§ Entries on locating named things
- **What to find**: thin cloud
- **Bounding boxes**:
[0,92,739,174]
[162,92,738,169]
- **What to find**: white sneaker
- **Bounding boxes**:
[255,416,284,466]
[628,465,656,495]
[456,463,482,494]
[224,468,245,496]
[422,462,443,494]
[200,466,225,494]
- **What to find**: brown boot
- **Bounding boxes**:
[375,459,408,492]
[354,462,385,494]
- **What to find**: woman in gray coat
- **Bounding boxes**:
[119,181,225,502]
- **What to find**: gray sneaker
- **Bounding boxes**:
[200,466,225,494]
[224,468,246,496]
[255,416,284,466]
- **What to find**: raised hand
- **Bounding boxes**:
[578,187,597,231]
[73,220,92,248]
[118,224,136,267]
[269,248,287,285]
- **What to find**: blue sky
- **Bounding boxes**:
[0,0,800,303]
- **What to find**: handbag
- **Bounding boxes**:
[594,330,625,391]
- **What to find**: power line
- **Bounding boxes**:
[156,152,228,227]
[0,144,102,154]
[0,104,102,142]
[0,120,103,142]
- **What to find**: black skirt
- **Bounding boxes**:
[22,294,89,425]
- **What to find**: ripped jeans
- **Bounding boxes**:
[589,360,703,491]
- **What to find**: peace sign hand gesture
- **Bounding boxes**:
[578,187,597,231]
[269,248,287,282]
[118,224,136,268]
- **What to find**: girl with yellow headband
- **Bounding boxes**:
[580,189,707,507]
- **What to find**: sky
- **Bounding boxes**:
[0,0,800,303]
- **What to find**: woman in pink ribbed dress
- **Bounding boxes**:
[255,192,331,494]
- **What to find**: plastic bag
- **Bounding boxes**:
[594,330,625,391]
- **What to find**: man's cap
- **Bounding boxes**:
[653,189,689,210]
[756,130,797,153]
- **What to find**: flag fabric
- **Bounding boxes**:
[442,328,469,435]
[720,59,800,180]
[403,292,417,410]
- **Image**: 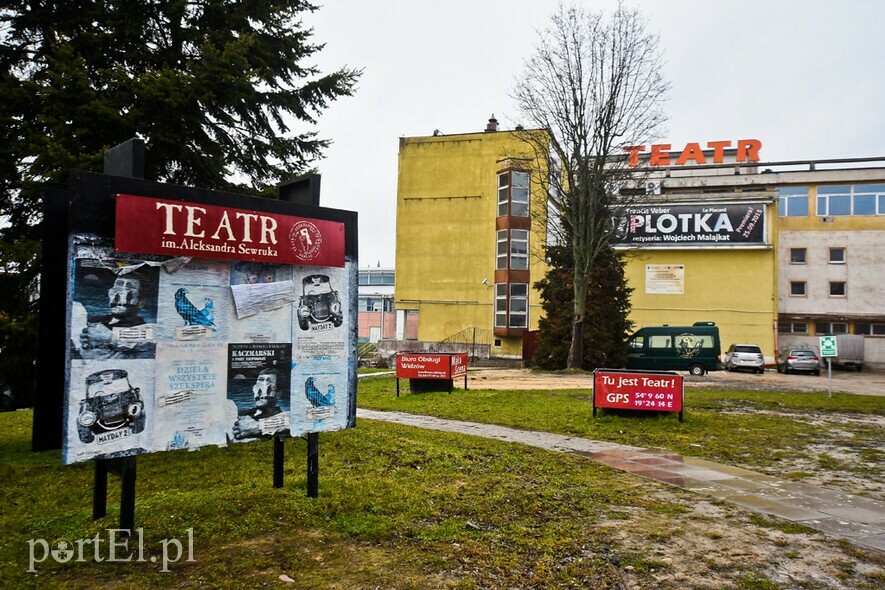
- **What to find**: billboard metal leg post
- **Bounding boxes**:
[92,459,109,520]
[120,457,137,534]
[273,436,286,488]
[307,432,320,498]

§ Job
Write out all of the items above again, substituting "Look for" for every "What to find" and keeping everything else the same. Leave out the pictures.

§ Exercise result
- **Look for**: thin cloud
- **Bounding boxes**:
[0,92,739,174]
[162,92,738,169]
- **Look for**: white sneaker
- **Bounding boxes**:
[255,416,284,466]
[628,465,656,495]
[456,463,482,494]
[224,468,245,496]
[422,462,443,494]
[200,466,225,494]
- **Look for**: brown boot
- **Bounding boxes**:
[375,459,408,492]
[354,462,385,494]
- **Look for**: woman in gray coat
- **Bounding boxes**:
[119,181,225,502]
- **Look for**: gray sneaker
- **Bounding boxes**:
[200,466,225,494]
[224,468,246,496]
[255,416,284,466]
- **Look for**: raised hand
- **Bounding boxes**:
[578,187,597,231]
[73,220,92,248]
[118,224,136,267]
[269,248,287,285]
- **Look for**: blue sky
- **Bounding boxes**:
[0,0,800,303]
- **Look for**: handbag
- **Bounding boxes**:
[594,330,625,391]
- **Look for**: power line
- **Bounding boxes**:
[156,152,228,227]
[0,144,102,154]
[0,104,102,142]
[0,120,103,142]
- **Look for**: black skirt
- **Bounding boxes**:
[22,294,89,425]
- **Look for**: ripped jeans
- **Bounding boxes**:
[589,360,703,491]
- **Look for**: peace sign hand gesture
- **Bounding boxes**:
[578,187,597,231]
[269,248,287,282]
[118,224,136,268]
- **Look for**: girl with yellow headband
- **Bounding boxes**:
[580,189,707,507]
- **Look for**: sky
- **Bounding boxes**:
[0,0,800,303]
- **Look for**: woman in pink ribbed dress
- **Bounding boxes**:
[255,192,331,494]
- **Look for**: plastic bag
- **Bounding boxes**:
[594,330,625,391]
- **Look for**: man's cap
- **Bounding boxes**:
[653,189,689,210]
[756,130,797,153]
- **Look for**: flag fabric
- **Bounding boxes**:
[442,328,469,435]
[720,59,800,180]
[403,292,417,410]
- **Image**: 
- **Look for**: billboard metal leg post
- **Bounding boxes**:
[92,459,109,520]
[120,457,137,534]
[273,436,286,488]
[307,432,320,498]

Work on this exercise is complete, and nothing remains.